(Beginning of Document section)

BUFFALO, N.Y. — A day after 10 people were killed and three others injured in a shooting at a Buffalo supermarket, Bills safety Micah Hyde committed to donating a portion of the proceeds from his charity softball game to the families of the victims.
Hyde said that the long-planned softball game was almost canceled due to the weekend’s events, but that he felt it was important to bring the community together after such a tragedy and do something positive.
The attack took place Saturday afternoon when a white 18-year-old man opened fire at a Tops Friendly Markets located in a predominantly Black neighborhood in Buffalo. Authorities have described the act as “racially motivated violent extremism.”
“I still can’t believe it,” Hyde said. “But when there’s hate in the world, you kind of erase it with love, and coming out here today and showing the community love and love to the youth, love to the community, love to the foundation. I guess that’s the way to combat it.”
A $200,000 check was presented to Hyde’s IMagINe For Youth foundation by the event’s sponsors prior to the game. In addition to a portion of other proceeds, the money collected from the silent auction held at the event is going to the victims’ families. Everything raised from the softball game is going back to Western New York.
The event attracted over 10,000 people to Sahlen Field in downtown Buffalo, after less than 2,000 attended Hyde’s first charity softball game back in 2019. More than three dozen Bills players were in attendance, including quarterback Josh Allen, tight end Dawson Knox, cornerback Tre’Davious White and safety Jordan Poyer.
“Praying for and with our Buffalo community,” the Bills tweeted Saturday evening. “Our hearts are with the victims, their families and friends.”
With voluntary OTAs continuing this week for the Bills, multiple players said that they expect the team to get together Monday during meetings to figure out the best approach for the larger group to help the community and those most directly impacted by the shooting.
“My heart goes out to the victims and their families,” Allen said. “We really haven’t talked as a team yet. We’ll be in the building tomorrow and I’m sure we’ll talk about it and figure out a way to help the situation, help the families out. It’s something that you never think it’s gonna happen in your community and when it does, it hits home. I was sick to my stomach all day yesterday. I was flying back from my sister’s graduation, and it was just, it’s gut wrenching. It really is.
“And again, we’ll talk as a team tomorrow and kind figure out what we want to do, but there’s no doubt that we’re gonna do something.”
Allen said that he was glad Hyde decided not to cancel the event as it gave Bills players an opportunity “to get out here, show face and show that we care for this community.”
“The microcosm of one NFL football team, the locker room is different ethnicities, races, personalities, all mixed into one,” Allen said. “Coming out here, having a good time and showing the community this is who we are as a team. This is who we are as a community, and we want to be a part of this community.”
While the events of the day included a home run derby and a seven-inning softball game between the offense and defense, the weight of what occurred in the community over the weekend was omnipresent, including during a moment of silence and the emotional national anthem sung by Buffalo Police Officer Armonde “Moe” Badger.
“If we stopped and canceled everything because of hate, we wouldn’t move forward,” Hyde said. “There’s a lot of it, and I think all you can do is just, like I said, spread love and love one another. I think that it was big throughout the last couple years in society, obviously going through COVID and all that type of stuff to really just reach out, help each other and love on each other.”
The Associated Press contributed to this story.

(End of Document section)
(Beginning of Dataset)

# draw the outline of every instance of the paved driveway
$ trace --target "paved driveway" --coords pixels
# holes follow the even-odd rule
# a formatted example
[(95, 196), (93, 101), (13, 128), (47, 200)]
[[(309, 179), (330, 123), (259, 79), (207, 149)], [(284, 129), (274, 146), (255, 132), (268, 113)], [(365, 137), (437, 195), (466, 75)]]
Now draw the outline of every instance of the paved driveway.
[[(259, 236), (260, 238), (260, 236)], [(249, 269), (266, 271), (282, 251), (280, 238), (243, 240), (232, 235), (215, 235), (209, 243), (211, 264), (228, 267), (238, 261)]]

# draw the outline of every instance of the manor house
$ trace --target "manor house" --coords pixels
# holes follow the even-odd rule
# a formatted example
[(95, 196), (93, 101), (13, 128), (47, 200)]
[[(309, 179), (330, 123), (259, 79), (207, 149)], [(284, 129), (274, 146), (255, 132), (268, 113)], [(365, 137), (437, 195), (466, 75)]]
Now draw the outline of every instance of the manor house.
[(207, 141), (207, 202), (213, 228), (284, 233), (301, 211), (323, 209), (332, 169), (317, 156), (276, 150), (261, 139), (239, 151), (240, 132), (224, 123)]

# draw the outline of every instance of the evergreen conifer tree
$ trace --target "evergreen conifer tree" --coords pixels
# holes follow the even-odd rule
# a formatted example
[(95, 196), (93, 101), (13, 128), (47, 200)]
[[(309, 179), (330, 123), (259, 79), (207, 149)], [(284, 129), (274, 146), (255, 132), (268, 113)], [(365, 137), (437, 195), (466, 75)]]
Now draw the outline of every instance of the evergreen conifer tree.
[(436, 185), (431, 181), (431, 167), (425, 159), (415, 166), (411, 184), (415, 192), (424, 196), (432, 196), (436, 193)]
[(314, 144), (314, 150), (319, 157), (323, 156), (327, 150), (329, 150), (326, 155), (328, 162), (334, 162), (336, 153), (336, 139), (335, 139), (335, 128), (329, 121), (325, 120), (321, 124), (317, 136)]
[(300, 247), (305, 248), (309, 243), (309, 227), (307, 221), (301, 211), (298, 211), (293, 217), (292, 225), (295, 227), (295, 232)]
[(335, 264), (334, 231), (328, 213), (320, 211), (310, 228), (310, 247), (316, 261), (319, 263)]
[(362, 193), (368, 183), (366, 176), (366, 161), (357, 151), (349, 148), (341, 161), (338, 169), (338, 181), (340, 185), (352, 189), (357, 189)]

(End of Dataset)

Exercises to complete
1. The article on Micah Hyde's charity softball game names some of the Bills players who attended. List each one with the position the article gives.
2. In the article on Micah Hyde's charity softball game, how many people did the event draw to Sahlen Field?
3. Reproduce the part of the article on Micah Hyde's charity softball game from "With voluntary OTAs" up to and including "by the shooting.".

Answers per task
1.
- Quarterback Josh Allen
- Tight end Dawson Knox
- Cornerback Tre'Davious White
- Safety Jordan Poyer

2. Over 10,000 people.

3.
With voluntary OTAs continuing this week for the Bills, multiple players said that they expect the team to get together Monday during meetings to figure out the best approach for the larger group to help the community and those most directly impacted by the shooting.